====== Dataset records
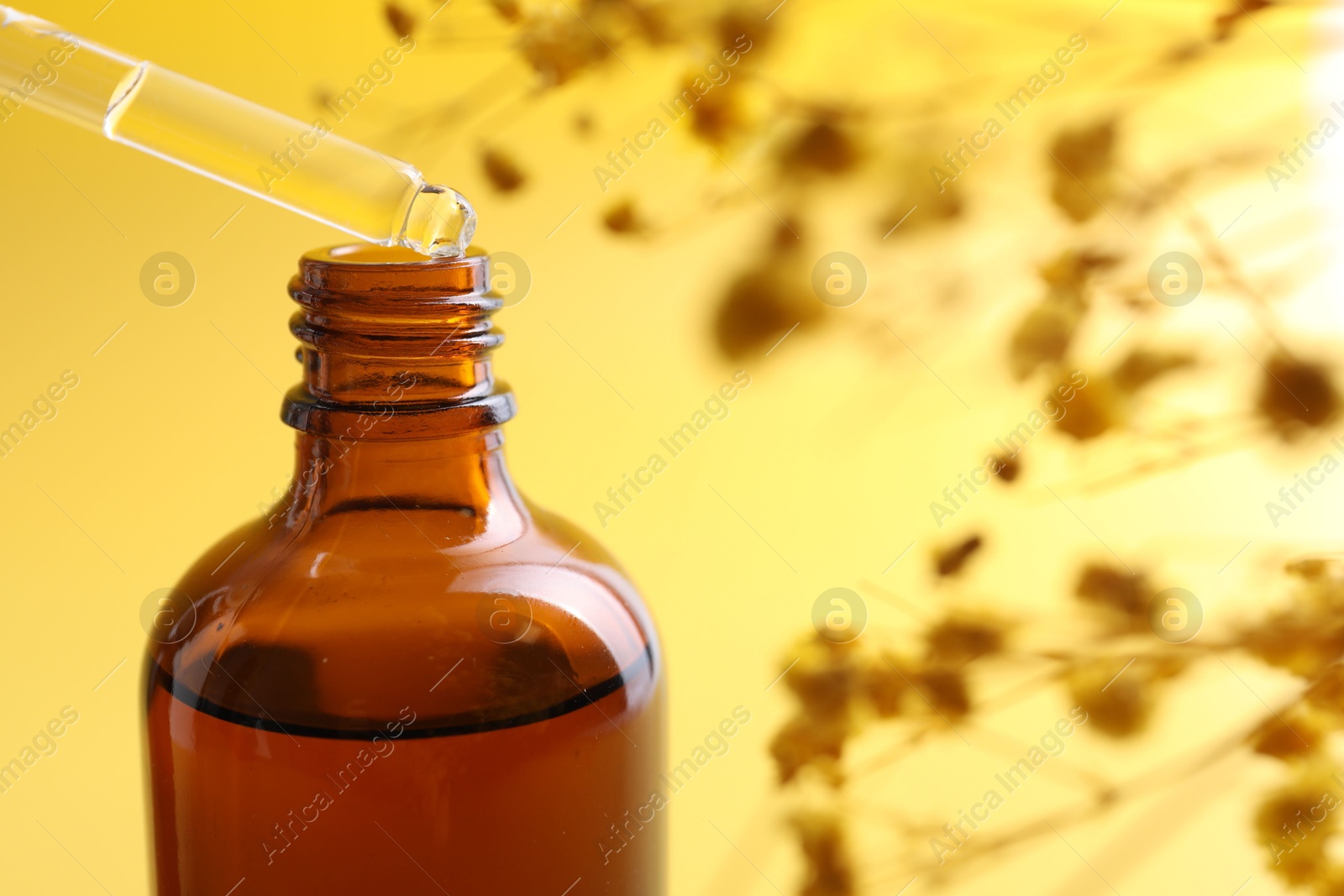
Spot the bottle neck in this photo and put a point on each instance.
(465, 474)
(398, 407)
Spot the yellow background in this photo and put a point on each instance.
(828, 459)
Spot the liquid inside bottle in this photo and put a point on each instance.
(405, 679)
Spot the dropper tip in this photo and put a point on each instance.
(440, 222)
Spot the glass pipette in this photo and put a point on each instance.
(262, 152)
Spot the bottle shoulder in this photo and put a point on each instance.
(360, 614)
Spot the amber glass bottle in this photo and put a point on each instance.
(407, 679)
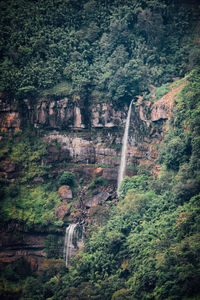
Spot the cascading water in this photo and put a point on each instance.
(124, 148)
(68, 246)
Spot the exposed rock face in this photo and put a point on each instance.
(162, 109)
(85, 146)
(103, 115)
(97, 199)
(65, 193)
(9, 116)
(62, 211)
(14, 246)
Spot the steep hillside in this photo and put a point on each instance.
(69, 72)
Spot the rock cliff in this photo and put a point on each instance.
(92, 147)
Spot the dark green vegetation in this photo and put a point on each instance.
(148, 245)
(31, 199)
(106, 49)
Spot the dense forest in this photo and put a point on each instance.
(147, 244)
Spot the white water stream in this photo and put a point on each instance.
(68, 246)
(122, 167)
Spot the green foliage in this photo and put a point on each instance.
(97, 181)
(25, 201)
(53, 246)
(161, 91)
(67, 178)
(66, 48)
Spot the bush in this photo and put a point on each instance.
(67, 178)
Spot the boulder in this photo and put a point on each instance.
(65, 193)
(62, 211)
(97, 199)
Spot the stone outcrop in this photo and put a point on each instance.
(65, 193)
(62, 211)
(9, 116)
(97, 199)
(103, 115)
(93, 149)
(162, 109)
(16, 245)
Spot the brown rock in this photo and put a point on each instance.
(162, 109)
(62, 211)
(98, 172)
(97, 199)
(65, 193)
(10, 120)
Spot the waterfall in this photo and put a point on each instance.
(124, 148)
(68, 245)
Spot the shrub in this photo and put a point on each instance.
(67, 178)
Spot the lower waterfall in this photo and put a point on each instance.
(124, 148)
(68, 244)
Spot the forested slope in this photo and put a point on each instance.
(112, 49)
(146, 244)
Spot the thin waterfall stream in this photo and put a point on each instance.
(68, 245)
(122, 167)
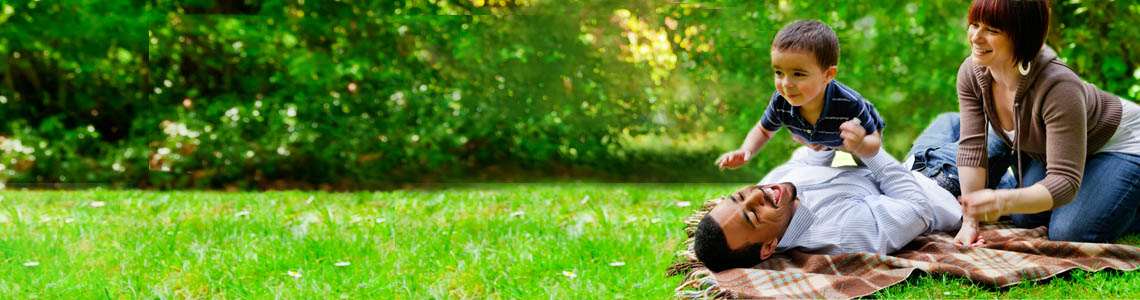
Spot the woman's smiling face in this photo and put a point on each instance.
(990, 47)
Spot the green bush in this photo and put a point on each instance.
(381, 94)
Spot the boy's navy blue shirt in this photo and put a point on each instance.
(840, 104)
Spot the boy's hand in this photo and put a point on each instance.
(856, 140)
(733, 159)
(815, 147)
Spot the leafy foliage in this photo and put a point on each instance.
(376, 94)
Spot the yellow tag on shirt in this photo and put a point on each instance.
(843, 159)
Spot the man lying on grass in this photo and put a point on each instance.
(808, 205)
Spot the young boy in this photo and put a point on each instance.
(820, 112)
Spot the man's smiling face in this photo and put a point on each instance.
(756, 215)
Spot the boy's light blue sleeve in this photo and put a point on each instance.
(771, 120)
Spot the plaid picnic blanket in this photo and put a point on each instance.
(1010, 256)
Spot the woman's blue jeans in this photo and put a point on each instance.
(1105, 208)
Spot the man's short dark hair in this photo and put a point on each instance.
(1025, 22)
(809, 35)
(713, 250)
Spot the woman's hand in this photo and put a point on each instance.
(734, 159)
(984, 205)
(968, 235)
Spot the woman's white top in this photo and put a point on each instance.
(1126, 138)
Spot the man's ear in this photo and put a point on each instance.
(768, 248)
(831, 72)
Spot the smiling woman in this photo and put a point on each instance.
(1075, 155)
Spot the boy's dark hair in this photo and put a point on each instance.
(1025, 22)
(809, 35)
(713, 250)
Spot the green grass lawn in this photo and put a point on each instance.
(566, 241)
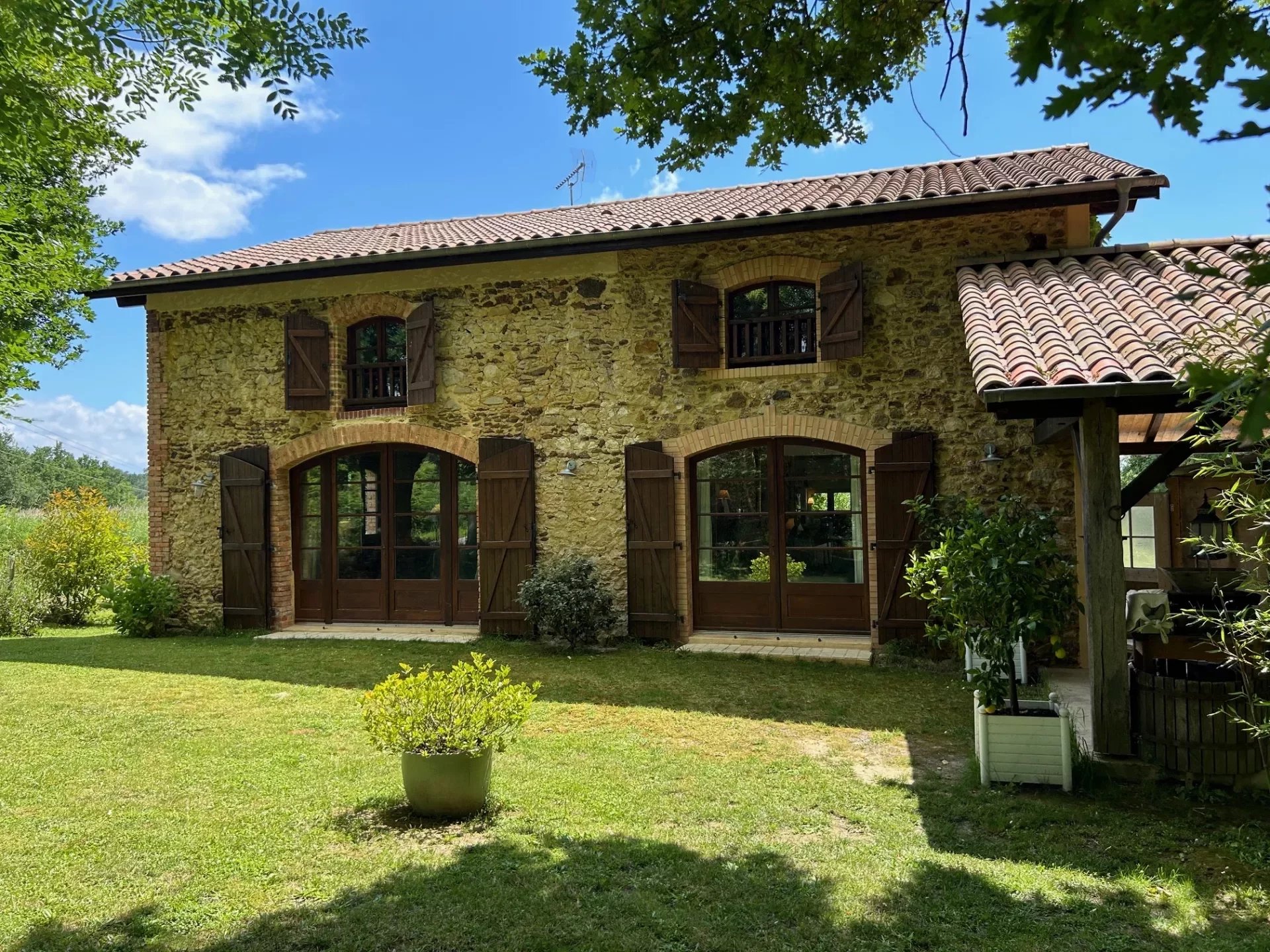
============
Rescale the material starting at the line containing "Spot the man's smiling" and ending at the line containing "(1126, 138)", and give back only those lines, requests included. Multiply each point coordinate by 2.35 and round to the nearest whole number, with halves rounding up.

> Result of this exercise:
Spot the man's smiling face in this photo and put a point on each instance.
(1777, 505)
Spot the boy's light blue sleeve in this photo and put a point on each instance.
(1812, 282)
Spot the plaid picnic blanket in this photo and put a point on each instance.
(2374, 602)
Spot the woman's blue jeans in this photo and put a point on each instance.
(2597, 489)
Spot the man's short dark hair in this photo and put a point on each instance.
(2409, 52)
(1901, 82)
(1676, 588)
Spot the woman's hand in this photo and put a point on each instance.
(1725, 374)
(2312, 482)
(2275, 552)
Spot the woman's white top in this photo and put a point on each instance.
(2646, 324)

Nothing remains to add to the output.